= DATA PROVIDED =
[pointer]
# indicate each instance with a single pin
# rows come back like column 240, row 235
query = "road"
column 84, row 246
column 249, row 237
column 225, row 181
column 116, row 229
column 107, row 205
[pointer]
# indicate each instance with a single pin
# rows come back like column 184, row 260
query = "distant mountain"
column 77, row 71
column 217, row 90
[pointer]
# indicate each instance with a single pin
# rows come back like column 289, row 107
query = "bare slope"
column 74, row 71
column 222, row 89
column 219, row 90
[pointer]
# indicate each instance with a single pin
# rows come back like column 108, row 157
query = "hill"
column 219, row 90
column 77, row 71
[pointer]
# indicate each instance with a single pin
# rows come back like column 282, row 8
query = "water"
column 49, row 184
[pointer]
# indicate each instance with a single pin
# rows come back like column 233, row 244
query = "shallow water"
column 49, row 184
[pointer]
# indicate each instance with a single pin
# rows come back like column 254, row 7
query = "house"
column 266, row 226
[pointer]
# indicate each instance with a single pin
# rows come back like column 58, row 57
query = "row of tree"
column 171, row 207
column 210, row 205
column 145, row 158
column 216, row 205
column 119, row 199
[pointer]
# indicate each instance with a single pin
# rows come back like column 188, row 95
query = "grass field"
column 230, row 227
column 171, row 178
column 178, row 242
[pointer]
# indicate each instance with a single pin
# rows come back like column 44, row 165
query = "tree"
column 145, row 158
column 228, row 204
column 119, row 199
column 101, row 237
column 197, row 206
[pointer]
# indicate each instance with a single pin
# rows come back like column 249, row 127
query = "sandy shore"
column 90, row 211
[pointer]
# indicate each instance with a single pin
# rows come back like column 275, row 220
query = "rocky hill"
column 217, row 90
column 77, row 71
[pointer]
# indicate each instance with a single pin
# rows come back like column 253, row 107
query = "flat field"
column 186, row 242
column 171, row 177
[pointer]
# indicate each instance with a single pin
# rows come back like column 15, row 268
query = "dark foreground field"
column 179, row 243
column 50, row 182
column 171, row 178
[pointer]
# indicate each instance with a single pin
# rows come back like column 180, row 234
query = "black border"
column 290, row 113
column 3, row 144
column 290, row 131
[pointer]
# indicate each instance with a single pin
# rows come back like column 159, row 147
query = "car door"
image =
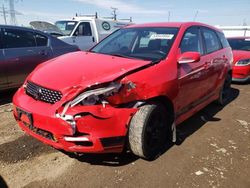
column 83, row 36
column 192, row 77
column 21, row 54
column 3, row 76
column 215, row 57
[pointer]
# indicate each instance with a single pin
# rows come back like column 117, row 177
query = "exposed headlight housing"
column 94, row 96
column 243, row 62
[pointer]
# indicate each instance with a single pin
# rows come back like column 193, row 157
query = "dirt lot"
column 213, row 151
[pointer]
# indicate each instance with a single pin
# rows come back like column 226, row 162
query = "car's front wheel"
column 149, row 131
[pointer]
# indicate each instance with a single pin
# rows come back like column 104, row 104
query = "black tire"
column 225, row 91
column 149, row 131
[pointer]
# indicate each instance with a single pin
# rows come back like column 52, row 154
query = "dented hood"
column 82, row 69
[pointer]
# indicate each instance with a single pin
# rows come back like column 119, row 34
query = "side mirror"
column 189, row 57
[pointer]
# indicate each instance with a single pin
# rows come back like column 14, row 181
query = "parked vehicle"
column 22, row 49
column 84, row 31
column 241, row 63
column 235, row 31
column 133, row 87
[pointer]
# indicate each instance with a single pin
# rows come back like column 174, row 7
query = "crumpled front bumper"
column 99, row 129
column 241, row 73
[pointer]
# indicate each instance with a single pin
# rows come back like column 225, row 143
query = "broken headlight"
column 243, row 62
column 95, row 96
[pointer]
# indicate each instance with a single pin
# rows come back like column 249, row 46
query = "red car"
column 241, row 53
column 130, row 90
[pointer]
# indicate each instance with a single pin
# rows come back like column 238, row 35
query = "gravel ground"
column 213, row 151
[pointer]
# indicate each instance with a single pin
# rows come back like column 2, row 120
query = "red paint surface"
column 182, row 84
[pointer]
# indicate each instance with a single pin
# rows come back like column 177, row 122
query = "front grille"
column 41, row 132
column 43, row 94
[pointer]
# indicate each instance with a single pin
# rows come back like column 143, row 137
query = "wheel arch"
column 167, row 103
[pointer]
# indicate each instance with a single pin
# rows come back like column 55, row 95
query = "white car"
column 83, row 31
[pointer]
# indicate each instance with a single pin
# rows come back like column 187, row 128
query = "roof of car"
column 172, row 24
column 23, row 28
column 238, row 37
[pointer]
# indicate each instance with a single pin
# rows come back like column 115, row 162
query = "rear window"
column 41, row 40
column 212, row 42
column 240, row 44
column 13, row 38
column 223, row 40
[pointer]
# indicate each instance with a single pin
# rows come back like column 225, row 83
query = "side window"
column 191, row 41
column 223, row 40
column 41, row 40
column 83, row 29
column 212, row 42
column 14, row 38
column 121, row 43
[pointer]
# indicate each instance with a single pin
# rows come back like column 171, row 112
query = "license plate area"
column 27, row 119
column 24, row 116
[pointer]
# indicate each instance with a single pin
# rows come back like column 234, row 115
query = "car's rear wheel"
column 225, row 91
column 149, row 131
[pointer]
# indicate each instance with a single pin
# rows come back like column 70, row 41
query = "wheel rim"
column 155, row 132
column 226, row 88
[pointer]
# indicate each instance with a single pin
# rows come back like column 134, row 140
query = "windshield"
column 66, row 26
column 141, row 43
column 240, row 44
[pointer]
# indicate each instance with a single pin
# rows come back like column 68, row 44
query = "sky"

--

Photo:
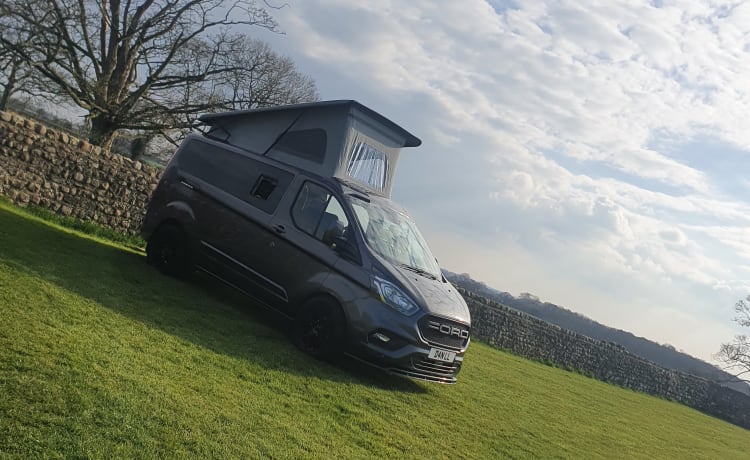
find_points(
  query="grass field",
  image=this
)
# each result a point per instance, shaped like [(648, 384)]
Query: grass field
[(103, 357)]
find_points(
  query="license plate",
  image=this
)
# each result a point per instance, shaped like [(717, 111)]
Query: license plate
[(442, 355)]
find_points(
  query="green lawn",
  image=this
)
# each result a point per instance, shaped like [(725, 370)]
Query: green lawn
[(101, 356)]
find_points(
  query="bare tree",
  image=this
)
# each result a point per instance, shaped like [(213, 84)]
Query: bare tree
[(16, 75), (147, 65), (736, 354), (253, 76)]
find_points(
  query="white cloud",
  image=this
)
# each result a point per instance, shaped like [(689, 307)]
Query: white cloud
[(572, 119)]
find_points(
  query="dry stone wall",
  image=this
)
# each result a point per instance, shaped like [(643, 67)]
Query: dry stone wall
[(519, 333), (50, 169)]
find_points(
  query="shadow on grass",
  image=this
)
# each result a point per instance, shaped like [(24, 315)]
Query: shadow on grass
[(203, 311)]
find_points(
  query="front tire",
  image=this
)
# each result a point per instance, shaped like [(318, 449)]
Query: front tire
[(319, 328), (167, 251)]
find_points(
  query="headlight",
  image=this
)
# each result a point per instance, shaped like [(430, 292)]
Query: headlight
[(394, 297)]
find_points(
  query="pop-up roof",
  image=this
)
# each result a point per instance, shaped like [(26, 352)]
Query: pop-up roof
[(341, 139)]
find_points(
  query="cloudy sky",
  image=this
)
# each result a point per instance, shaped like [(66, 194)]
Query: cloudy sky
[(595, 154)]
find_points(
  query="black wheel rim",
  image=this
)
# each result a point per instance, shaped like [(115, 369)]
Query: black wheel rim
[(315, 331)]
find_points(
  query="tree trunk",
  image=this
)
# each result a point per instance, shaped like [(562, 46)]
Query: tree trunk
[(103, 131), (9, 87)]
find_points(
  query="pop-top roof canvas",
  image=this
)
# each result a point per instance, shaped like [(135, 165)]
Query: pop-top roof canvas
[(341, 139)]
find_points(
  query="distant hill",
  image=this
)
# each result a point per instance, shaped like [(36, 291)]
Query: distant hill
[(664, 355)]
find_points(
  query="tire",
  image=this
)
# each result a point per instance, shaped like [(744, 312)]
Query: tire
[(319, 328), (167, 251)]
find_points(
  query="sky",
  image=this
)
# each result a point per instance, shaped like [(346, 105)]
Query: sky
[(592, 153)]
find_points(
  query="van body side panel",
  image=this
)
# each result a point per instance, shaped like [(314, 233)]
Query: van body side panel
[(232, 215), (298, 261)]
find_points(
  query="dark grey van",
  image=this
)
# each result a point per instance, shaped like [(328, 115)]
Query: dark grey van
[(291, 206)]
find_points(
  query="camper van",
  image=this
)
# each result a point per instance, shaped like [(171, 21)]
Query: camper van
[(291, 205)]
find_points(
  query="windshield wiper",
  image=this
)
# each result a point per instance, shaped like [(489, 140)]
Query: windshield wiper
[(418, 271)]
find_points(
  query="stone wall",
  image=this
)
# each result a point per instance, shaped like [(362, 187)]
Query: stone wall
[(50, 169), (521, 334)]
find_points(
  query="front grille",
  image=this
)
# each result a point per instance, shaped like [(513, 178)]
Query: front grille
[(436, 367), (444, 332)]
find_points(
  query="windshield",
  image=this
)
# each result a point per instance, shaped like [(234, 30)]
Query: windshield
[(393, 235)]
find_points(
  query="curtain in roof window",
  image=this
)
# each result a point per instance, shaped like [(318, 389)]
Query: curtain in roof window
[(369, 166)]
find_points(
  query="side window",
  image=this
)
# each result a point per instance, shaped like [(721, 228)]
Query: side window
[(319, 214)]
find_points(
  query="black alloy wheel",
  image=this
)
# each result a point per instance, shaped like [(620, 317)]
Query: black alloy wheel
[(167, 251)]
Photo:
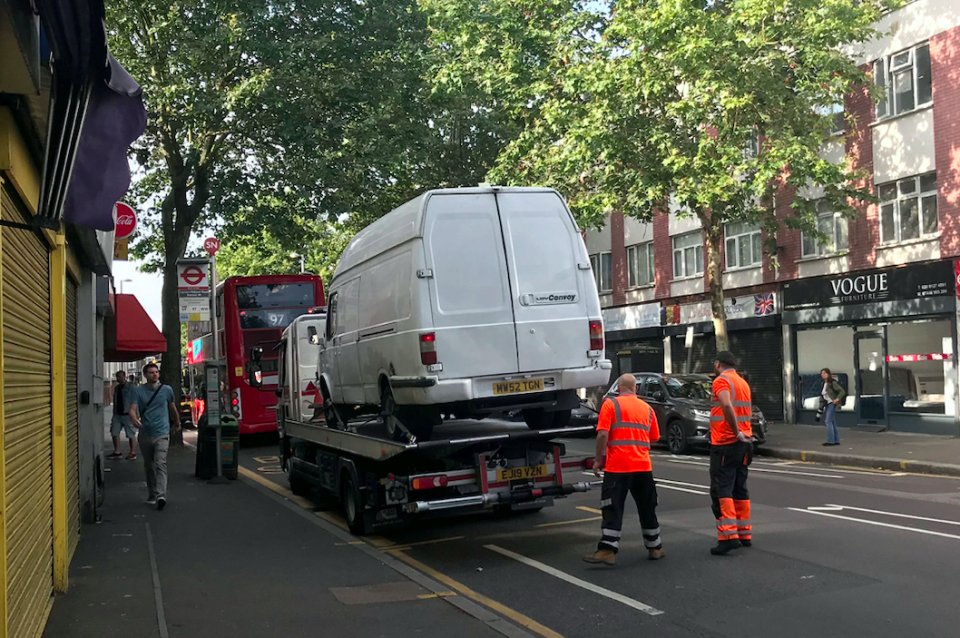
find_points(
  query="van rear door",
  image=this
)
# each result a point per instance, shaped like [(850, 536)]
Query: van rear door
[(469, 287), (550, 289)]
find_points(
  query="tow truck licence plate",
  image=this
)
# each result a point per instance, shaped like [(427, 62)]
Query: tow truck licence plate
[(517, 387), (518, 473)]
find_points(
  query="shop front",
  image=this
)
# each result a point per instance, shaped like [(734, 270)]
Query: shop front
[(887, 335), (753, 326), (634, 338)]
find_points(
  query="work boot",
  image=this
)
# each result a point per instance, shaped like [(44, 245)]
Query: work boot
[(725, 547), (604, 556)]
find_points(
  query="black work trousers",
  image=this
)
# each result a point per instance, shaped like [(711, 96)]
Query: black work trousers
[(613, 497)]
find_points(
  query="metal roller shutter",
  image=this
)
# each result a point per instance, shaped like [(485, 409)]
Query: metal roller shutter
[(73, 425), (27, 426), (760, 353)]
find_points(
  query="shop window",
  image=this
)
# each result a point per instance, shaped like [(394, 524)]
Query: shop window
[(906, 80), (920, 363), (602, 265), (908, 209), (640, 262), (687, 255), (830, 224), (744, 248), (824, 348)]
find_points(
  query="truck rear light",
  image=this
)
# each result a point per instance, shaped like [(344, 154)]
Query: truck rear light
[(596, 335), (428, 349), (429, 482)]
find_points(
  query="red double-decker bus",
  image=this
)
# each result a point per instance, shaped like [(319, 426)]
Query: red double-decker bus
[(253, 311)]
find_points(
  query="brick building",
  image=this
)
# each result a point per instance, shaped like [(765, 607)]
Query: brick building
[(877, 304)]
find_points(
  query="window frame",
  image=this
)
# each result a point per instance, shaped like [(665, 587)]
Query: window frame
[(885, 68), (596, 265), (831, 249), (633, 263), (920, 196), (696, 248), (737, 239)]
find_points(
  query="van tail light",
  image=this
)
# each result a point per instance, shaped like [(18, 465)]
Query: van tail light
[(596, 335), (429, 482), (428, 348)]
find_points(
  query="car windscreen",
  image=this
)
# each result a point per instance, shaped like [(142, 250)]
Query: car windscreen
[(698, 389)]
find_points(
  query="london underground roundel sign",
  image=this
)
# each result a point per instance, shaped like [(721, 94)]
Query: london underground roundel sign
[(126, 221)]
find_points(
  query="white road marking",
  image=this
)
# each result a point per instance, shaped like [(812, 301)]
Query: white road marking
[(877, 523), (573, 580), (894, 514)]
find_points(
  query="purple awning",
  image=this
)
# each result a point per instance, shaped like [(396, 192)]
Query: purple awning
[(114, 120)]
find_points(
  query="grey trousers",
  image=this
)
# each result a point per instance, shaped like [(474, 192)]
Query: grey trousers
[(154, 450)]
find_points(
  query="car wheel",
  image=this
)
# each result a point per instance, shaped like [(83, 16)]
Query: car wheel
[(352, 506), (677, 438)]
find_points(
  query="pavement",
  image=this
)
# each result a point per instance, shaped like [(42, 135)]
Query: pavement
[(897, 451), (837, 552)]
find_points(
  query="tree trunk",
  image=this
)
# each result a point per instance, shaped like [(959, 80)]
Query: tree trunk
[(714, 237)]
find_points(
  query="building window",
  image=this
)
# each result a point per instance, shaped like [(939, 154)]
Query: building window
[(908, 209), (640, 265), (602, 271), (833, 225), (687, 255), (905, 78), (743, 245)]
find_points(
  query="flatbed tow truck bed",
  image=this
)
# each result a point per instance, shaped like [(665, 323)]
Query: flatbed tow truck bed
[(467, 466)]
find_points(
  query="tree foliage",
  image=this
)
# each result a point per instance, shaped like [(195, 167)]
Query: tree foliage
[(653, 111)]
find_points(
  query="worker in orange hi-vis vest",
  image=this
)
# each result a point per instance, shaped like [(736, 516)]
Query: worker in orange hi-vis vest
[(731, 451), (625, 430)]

==

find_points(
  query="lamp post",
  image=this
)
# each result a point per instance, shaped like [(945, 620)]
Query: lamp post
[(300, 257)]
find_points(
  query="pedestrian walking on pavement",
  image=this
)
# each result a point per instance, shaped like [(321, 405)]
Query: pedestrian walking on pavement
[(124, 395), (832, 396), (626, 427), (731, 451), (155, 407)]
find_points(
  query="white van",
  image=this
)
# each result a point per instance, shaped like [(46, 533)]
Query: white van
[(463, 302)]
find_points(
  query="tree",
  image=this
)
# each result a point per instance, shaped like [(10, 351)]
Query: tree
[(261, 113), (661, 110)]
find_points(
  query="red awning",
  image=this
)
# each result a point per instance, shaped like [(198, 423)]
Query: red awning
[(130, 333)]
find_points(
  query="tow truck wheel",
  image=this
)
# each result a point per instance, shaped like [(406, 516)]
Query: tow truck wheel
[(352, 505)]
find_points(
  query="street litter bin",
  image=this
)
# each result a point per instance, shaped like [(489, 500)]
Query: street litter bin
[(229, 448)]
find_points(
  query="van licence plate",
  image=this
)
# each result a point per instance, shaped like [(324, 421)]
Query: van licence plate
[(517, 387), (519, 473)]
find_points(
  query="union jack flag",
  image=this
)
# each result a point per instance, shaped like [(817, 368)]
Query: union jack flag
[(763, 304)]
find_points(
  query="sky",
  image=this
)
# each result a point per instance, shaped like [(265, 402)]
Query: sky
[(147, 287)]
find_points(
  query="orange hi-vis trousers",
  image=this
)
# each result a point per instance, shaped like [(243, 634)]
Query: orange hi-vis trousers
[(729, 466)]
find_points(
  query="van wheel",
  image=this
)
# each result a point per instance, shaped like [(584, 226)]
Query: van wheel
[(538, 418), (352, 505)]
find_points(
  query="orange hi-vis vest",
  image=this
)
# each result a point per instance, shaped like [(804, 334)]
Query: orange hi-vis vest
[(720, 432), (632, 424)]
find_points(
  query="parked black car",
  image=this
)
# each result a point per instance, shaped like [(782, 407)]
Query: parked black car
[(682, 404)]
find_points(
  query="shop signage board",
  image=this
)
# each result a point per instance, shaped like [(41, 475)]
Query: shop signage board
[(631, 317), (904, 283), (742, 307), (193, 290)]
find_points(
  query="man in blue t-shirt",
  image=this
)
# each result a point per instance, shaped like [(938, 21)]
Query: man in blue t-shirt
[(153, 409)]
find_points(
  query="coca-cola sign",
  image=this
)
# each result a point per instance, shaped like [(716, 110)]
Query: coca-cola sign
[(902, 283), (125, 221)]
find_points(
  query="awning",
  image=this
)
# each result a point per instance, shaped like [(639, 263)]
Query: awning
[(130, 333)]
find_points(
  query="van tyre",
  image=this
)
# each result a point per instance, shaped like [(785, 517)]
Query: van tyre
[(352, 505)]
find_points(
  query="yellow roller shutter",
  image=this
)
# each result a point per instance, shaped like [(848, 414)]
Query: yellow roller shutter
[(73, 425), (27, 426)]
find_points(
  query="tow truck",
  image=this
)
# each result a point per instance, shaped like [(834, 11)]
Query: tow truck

= ACTIVITY =
In the records above, the line with "Query: orange hi-vis vest" marks the start and the line with "# each result a point per instance, shaped like [(639, 263)]" marks the end; copy that stretch exactly, both lines included, and nothing else.

= ANSWER TO THIS EXERCISE =
Query: orange hi-vis vest
[(720, 432), (632, 424)]
find_points(
  query="parked black car",
  image=this
)
# each result a point per instance, shaped like [(782, 407)]
Query: parked black car
[(682, 404)]
find_points(
  query="shop signage board",
  image=this
)
# each result a point per instance, shaped like [(41, 475)]
Query: shop signage board
[(631, 317), (904, 283), (742, 307), (193, 290)]
find_points(
  query="man in blue t-shirt",
  image=this
)
# each result a point per instance, shaped like [(938, 21)]
Query: man in blue t-shirt
[(153, 409)]
find_points(
  query="coca-cola sign",
  image=this
)
# each result a point per instance, shaped like [(716, 110)]
Query: coca-cola sign
[(902, 283), (125, 221)]
find_points(
  query="awning",
  image=this
)
# each result a point per instance, shaped like [(639, 263)]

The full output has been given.